**The exercise:** Copy each of the entries below word for word, keeping every line in its original order.

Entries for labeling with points
_____
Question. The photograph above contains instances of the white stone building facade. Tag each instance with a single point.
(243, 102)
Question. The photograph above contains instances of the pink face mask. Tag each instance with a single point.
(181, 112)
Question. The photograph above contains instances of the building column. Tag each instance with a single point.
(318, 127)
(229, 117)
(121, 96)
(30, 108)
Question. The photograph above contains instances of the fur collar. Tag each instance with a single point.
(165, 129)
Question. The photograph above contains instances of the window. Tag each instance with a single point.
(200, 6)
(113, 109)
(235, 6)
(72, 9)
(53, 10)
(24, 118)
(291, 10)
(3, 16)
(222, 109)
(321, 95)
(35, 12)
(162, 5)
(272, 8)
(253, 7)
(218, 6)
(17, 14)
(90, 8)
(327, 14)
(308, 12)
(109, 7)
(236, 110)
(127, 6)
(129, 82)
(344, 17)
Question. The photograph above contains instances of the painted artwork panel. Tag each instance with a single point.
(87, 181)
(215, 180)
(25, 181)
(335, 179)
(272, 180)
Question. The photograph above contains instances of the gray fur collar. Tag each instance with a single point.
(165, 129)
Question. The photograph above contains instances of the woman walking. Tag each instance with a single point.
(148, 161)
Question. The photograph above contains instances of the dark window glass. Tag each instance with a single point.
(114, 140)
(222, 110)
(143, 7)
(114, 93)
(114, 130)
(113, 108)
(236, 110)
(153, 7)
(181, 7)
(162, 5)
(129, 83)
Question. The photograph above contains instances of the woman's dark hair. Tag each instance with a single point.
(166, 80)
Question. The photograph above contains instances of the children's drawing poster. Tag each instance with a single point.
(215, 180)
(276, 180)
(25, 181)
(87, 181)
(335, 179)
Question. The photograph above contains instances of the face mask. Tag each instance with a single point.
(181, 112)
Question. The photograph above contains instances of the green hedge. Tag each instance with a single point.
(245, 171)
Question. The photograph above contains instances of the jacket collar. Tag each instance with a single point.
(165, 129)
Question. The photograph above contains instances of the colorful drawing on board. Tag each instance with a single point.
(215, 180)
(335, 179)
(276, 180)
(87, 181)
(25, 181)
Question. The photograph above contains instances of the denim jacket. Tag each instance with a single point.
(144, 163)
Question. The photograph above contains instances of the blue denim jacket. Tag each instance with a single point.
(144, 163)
_____
**Solution for this problem:**
Question. The photograph above contains instances of the white stone building facade. Tag each instance with a single point.
(243, 102)
Question. The photograph above contains instances of the pink face mask. Tag each instance with a single point.
(181, 112)
Question. The photograph above contains instances of the building column. Tag each instance with a single point.
(318, 127)
(229, 117)
(121, 96)
(30, 108)
Question. The photograph above contains instances of the fur collar. Tag each instance with a single point.
(165, 129)
Question. The photograph above contains instances of the window. Tag each instance with a single point.
(200, 6)
(113, 109)
(235, 6)
(72, 9)
(53, 10)
(24, 118)
(291, 10)
(3, 16)
(222, 109)
(321, 95)
(35, 12)
(162, 5)
(272, 8)
(253, 7)
(218, 6)
(17, 14)
(90, 8)
(327, 14)
(308, 12)
(109, 7)
(236, 110)
(127, 6)
(129, 82)
(344, 17)
Question. The photograph above contains instances of the painted artwork panel. Tag each instance with a single point.
(87, 181)
(215, 180)
(25, 181)
(335, 179)
(272, 180)
Question. The photograph above contains instances of the gray fur collar. Tag each instance with a single point.
(165, 129)
Question. The photograph above contains instances of the woman walking. Tag each instance with a single point.
(148, 161)
Question. The photograph above contains instances of the dark window glass. Tag each instance with a single point.
(114, 140)
(222, 110)
(143, 7)
(114, 93)
(114, 130)
(113, 108)
(236, 110)
(153, 7)
(181, 7)
(162, 5)
(129, 83)
Question. The photograph above contains instances of the woman's dark hair. Tag each instance with a single point.
(166, 80)
Question. The photograph above contains instances of the children's drawing poster. Tag each instance with a single point.
(215, 180)
(276, 180)
(25, 181)
(87, 181)
(335, 179)
Question. The photograph above contains instances of the face mask. Tag each instance with a single point.
(181, 112)
Question. The photograph above contains instances of the green hedge. Tag each instance with a single point.
(245, 171)
Question. The photograph above contains instances of the jacket collar. Tag each instance with a single point.
(165, 129)
Question. The photograph above contains instances of the colorful drawing on board. Tag each instance with a single point.
(215, 180)
(335, 179)
(276, 180)
(87, 181)
(25, 181)
Question. The photograph above contains instances of the denim jacket. Tag each instance with a single point.
(144, 163)
Question. The photograph above contains instances of the blue denim jacket. Tag each instance with a single point.
(144, 163)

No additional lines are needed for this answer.